O: Oracle Join Methods

Nested Loops Joins

In Nested loops join, for each row of one table rows from the other tables are fetched based on the join conditions used and the where criteria. The rows from the second table are generally fetched using a index on the join column for optimum performance. The first table is the driver table, and must preferably have fewer number of rows for the filter criteria given. The second and subsequent tables are generally large tables and rows from these tables are fetched based on index filter on join column.

STATED PROBLEM> Pick up the write-up on Oracle join methods after its final sentence and keep writing it in the same technical style.

DATASET SECTION>
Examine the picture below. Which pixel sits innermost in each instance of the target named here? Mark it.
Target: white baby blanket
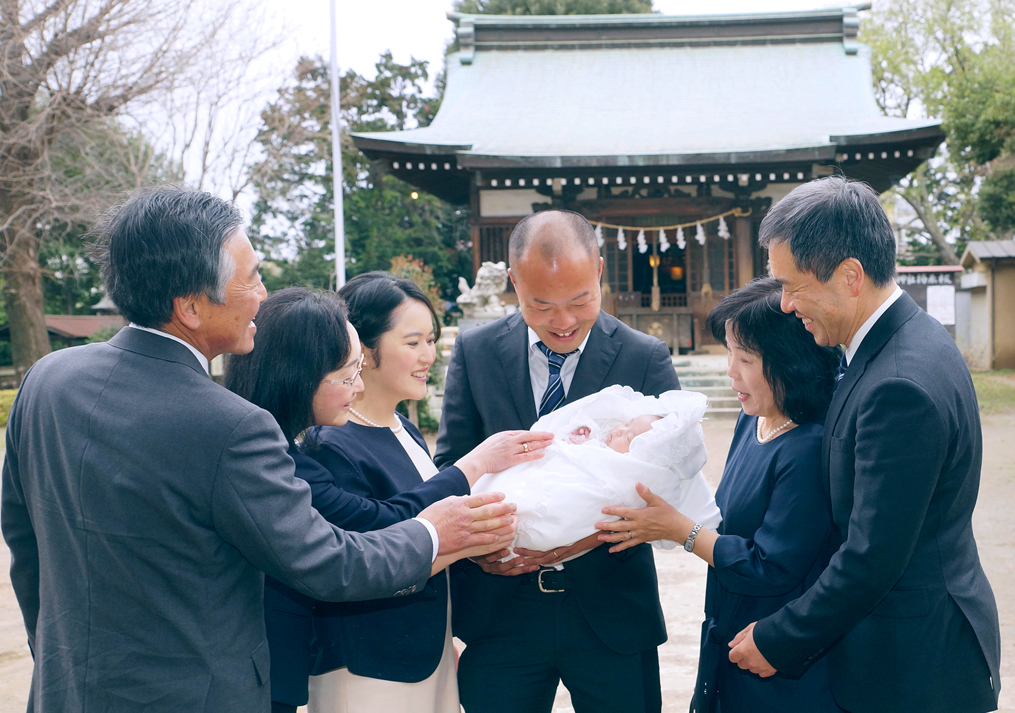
(560, 497)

WRITTEN RESPONSE>
SELECT  FIRST_NAME, LAST_NAME, EMAIL,PHONE_NUMBER , jh.START_DATE , jh.JOB_ID, jh.DEPARTMENT_ID
FROM  JOB_HISTORY jh, EMPLOYEES e
WHERE  jh.EMPLOYEE_ID = e.EMPLOYEE_ID;

Explain plan for the same is shown below

Plan hash value: 589903929
 
------------------------------------------------------------------------------------------------------------
| Id  | Operation                    				| Name          | Rows  | Bytes | Cost (%CPU)| Time     |
------------------------------------------------------------------------------------------------------------
|   0 | SELECT STATEMENT                            |               |    10 |   700 |    13   (0)| 00:00:01 |
|   1 |  NESTED LOOPS                               |               |       |       |            |          |
|   2 |   NESTED LOOPS                              |               |    10 |   700 |    13   (0)| 00:00:01 |
|   3 |    TABLE ACCESS FULL                        | JOB_HISTORY   |    10 |   250 |     3   (0)| 00:00:01 |
|*  4 |    INDEX UNIQUE SCAN                        | EMP_EMP_ID_PK |     1 |       |     0   (0)| 00:00:01 |
|   5 |   TABLE ACCESS BY INDEX ROWID 				| EMPLOYEES     |     1	|    45 |     1   (0)| 00:00:01 |
------------------------------------------------------------------------------------------------------------

Predicate Information (identified by operation id):
---------------------------------------------------
   4 - access("E"."EMPLOYEE_ID"="JH"."EMPLOYEE_ID")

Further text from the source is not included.